**Required work**:
What is needed here is an exact copy of every entry.

**Listed entries**:
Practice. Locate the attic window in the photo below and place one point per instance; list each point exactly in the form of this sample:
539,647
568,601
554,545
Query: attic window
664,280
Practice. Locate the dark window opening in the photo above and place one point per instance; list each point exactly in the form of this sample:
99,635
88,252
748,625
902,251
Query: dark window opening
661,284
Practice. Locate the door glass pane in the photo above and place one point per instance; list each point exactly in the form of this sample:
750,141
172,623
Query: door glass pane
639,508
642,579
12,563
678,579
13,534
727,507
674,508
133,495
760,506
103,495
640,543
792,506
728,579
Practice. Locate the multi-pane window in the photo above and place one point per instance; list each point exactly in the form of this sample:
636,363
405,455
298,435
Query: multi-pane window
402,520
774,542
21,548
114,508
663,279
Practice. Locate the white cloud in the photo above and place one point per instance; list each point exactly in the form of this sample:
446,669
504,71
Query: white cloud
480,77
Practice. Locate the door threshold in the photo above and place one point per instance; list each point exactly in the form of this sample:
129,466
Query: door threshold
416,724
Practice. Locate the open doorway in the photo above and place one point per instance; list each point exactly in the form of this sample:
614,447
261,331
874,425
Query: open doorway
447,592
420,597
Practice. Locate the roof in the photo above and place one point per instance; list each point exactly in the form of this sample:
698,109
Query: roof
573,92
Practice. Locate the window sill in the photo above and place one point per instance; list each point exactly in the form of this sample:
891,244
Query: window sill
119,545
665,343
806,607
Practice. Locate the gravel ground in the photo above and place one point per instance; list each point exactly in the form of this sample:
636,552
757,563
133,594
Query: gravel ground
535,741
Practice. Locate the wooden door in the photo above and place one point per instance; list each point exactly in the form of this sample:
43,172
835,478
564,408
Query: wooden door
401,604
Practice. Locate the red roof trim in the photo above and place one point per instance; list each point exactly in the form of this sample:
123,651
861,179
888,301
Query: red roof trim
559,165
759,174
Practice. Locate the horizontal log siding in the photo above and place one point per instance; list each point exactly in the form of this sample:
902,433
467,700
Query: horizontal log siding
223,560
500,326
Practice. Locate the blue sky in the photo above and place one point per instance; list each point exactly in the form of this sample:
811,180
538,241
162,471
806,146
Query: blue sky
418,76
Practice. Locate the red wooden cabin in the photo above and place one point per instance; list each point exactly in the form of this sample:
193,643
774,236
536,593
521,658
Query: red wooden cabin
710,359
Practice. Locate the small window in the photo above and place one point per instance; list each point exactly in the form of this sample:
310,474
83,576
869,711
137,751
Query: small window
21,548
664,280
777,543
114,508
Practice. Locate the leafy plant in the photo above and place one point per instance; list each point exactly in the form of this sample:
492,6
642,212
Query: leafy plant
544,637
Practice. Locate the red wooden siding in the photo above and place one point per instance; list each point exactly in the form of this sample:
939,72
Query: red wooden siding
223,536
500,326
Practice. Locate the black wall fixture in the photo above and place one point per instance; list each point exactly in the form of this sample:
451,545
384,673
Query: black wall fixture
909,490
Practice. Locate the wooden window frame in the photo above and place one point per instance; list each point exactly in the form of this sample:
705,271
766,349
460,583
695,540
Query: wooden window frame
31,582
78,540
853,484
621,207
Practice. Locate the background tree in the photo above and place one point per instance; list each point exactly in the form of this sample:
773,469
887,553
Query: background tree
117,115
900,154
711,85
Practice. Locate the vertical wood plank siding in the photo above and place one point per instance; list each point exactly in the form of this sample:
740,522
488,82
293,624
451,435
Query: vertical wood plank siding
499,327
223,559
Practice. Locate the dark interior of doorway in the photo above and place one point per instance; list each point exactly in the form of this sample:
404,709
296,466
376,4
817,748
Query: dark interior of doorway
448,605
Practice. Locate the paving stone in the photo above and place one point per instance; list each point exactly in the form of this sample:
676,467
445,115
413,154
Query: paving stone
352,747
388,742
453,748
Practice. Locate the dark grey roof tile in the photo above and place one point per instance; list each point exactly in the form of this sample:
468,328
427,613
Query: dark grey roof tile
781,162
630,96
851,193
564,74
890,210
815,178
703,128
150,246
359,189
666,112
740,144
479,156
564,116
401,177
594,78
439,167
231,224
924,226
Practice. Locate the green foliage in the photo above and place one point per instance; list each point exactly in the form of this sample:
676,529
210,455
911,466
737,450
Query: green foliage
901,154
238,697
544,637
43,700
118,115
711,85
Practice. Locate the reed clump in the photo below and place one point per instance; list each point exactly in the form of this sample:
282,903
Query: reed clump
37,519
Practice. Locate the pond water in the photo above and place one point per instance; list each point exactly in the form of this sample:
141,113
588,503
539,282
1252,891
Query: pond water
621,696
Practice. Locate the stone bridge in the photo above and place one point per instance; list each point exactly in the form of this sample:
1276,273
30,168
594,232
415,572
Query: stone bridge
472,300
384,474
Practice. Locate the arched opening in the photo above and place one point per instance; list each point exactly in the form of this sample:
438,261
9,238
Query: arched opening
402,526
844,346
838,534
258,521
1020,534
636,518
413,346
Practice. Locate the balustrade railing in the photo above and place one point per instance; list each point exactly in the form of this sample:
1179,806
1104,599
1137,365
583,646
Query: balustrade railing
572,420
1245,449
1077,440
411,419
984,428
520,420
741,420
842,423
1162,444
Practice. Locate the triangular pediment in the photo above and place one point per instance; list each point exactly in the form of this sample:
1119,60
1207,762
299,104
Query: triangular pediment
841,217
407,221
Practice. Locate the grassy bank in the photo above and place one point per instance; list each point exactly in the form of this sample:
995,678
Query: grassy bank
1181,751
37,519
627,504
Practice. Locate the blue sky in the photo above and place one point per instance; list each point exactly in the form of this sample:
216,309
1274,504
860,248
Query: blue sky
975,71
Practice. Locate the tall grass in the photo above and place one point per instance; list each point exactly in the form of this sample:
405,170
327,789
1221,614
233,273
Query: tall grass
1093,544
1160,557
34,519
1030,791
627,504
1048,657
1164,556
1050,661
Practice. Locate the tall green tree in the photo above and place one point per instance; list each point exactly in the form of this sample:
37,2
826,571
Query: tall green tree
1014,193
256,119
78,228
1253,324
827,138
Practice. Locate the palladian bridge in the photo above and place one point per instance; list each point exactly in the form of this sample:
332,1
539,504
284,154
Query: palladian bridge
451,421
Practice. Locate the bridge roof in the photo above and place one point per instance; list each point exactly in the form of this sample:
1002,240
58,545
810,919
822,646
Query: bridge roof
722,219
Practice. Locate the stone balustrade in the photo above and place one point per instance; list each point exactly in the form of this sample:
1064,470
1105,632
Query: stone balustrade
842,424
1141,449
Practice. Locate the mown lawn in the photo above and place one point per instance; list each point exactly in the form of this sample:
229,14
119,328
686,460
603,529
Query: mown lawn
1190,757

**Written response**:
Practice. Locate the attic window in the photo below and place one point per instance; list each point exactly in the form of this sample:
539,647
568,601
554,545
Query: attic window
664,280
Practice. Locate the dark window opening in the photo above and place one point per instance; list each point exactly in the form of this sample:
99,635
88,252
748,625
902,251
Query: dark window opening
661,284
Practice. Locate the door glass pane in the photo above and place one point per instance; list each point exactly in the form of this sample:
750,141
172,623
Query: door glass pane
639,508
642,579
12,563
678,579
13,534
727,507
674,508
133,495
760,506
103,495
640,543
792,506
728,579
Practice. Locate the multi-pane window in the photo above and place one point per instance; list each point exactly in the form of this sample:
636,363
405,455
298,435
Query: multi-pane window
402,520
774,542
21,548
114,508
663,279
Practice. Locate the white cloud in the photo above and place one point per instance; list each point exactly in the form of this sample:
446,669
504,71
Query: white cloud
480,77
Practice. Locate the door threshold in the photo above and place one point per instance; list each point exactly in the form of this sample:
129,466
Query: door threshold
416,724
Practice. Locate the open doorway in the photo above and place one point per instance; list each point exactly in the form of this sample:
614,447
261,331
874,425
Query: open doorway
447,592
420,597
Practice. Locate the roof in the photo above and place one point per instance; list each point exactly in the form of this sample:
698,109
Query: roof
573,92
Practice. Locate the window sill in the photo above and place one point per instance; list each point exactly in the form of this sample:
891,244
Query: window sill
119,545
665,343
806,607
Practice. Locate the gravel ground in the photo above and place one point per instance; list each point exactly in the form of this sample:
636,552
757,563
133,594
Query: gravel ground
535,741
Practice. Locate the wooden door in the photo above and place one point per instance; list each point exactly in the form of this sample:
43,172
835,478
564,408
Query: wooden door
401,604
Practice. Locate the red roof trim in the photo above and place one point per instance; list each point exactly in the form of this sample:
123,651
861,179
888,301
Query: red roof trim
559,165
759,174
Practice. Locate the horizontal log siding in the photo above and place one point per instance; list each point exactly in the form of this sample:
902,433
467,700
Query: horizontal log siding
223,560
500,326
Practice. Locate the blue sky in the photo above and place one point per instance; list each point exactly in the form of this sample:
811,180
538,241
162,471
806,146
Query: blue sky
418,76
Practice. Locate the red wooden cabin in the photo above and place one point per instance; list each point exactly in the form of this sample:
193,643
774,236
536,593
521,658
Query: red wooden cabin
710,359
Practice. Locate the small window in the photo above and place one point per instance; list each point exactly in the form of this sample:
310,474
83,576
869,711
137,751
Query: small window
21,548
664,280
777,543
114,508
Practice. Locate the leafy plant in the photo above and place one point per instance; list each point exactly in the form of this sample:
492,6
642,212
Query: leafy plant
544,637
Practice. Locate the red wooden siding in the photo above and place one point per instance; list each point exactly in the form of this sample:
939,72
Query: red wooden siding
223,536
500,326
Practice. Locate the black wall fixture in the photo above and place one point per instance; list each point exactly in the form of this sample:
451,545
384,673
Query: black wall fixture
909,490
Practice. Locate the wooden window frame in the photo above and place one point per instance; list each point exactly in the form of this sample:
705,271
766,349
460,583
695,540
Query: wooden window frame
31,582
78,540
853,484
621,207
Practice. Locate the background tree in the photo above and place one point per instance; list each point exactly in the form of this sample:
773,469
887,553
Query: background tree
117,115
900,154
711,85
Practice. Locate the vertical wood plank siding in the photo above and place one point per instance; list each point exactly in the form of this sample:
740,522
488,82
293,624
451,435
Query: vertical wood plank siding
499,327
223,559
Practice. Locate the dark interior of doorway in the photo above and place one point per instance; list each point exactly in the form of this sample:
404,709
296,466
376,4
817,748
Query: dark interior of doorway
448,605
Practice. Locate the paving stone in the photo above and place one point per instance; list each point exactly in the form of this sample:
676,467
445,115
413,154
Query: paving stone
352,747
388,742
453,748
Practice. Locate the dark grey roof tile in the photo above and place one point per instance; list each point exactly in the form of this sample:
468,328
427,613
Query: dark grey roof tile
781,162
630,96
851,193
564,74
890,210
815,178
703,128
150,246
359,189
666,112
740,144
479,156
564,116
401,177
594,78
439,167
231,224
924,226
Practice. Locate the green foliage in the photo above and place one point per instance; list each point exactly in the form of this sample:
676,529
210,455
911,466
737,450
Query: green foliage
901,154
238,697
544,637
43,700
118,115
711,85
Practice. Locate the reed clump in the photo below and place one point per instance; list each point exactly in the form of this sample:
282,903
Query: reed clump
37,519
Practice. Locate the pond water in the photo above and place one point per instance; list each point exactly in the form of this sample:
141,113
588,503
539,282
1252,891
Query: pond water
621,696
Practice. Locate the stone bridge in the photo above and place one point per instance; list each point exactly in the form of this sample:
1276,273
30,168
594,232
415,572
Query: stone bridge
472,300
384,474
Practice. Locate the arched opening in the photo above and place one point per instance; list each point exactly in the form of this sample:
438,261
9,238
Query: arched opening
402,526
844,346
838,534
258,521
1020,534
636,518
413,346
Practice. Locate the balustrade railing in the photo above and place one point per instance; list each point exactly in the form of this sample:
1179,806
1104,599
1137,365
583,646
Query: balustrade railing
572,420
1245,449
1077,440
411,419
984,428
520,420
741,420
842,423
1162,444
Practice. Locate the triangular pediment in the photo above and place one point per instance; list each point exactly in the form of this sample:
1119,60
1207,762
299,104
Query: triangular pediment
841,217
407,221
Practice. Locate the grassy bank in the photo above and place one point per instance; list each point exactly in the form of this sample:
995,678
Query: grassy bank
1181,751
37,519
627,504
Practice. Locate the blue sky in the photo above and place one point per instance; list each point exactly in the form of this sample:
216,309
1274,504
860,248
Query: blue sky
975,71
Practice. Locate the tall grass in the photo above and place one point per instance; list each point exactly in the form of this sample:
405,170
327,789
1221,614
233,273
Query: tall grass
1093,544
1160,557
34,519
1030,791
627,504
1048,657
1164,556
1050,661
Practice. Locate the tall green tree in the photo above and place one point per instance; list each point exactly in the form of this sample:
37,2
826,571
Query: tall green tree
1014,193
256,119
78,228
1253,324
827,138
Practice. Locate the palladian bridge in the photo above and place one point per instance; list each point exactly in the form of this sample:
332,1
539,504
284,154
Query: palladian bridge
451,421
Practice. Locate the bridge roof in the photo above and place one point per instance; list each point exactly in the form of this sample:
1002,240
58,545
810,919
822,646
Query: bridge roof
722,219
Practice. Locate the stone balustrade in the photo above and place one point per instance; list each point exactly in the form of this sample:
1064,470
1105,632
Query: stone balustrade
842,424
1141,449
Practice. Locate the mown lawn in the photo above and place one point per instance; list each point exactly in the form of this sample:
229,14
119,328
686,460
603,529
Query: mown lawn
1190,757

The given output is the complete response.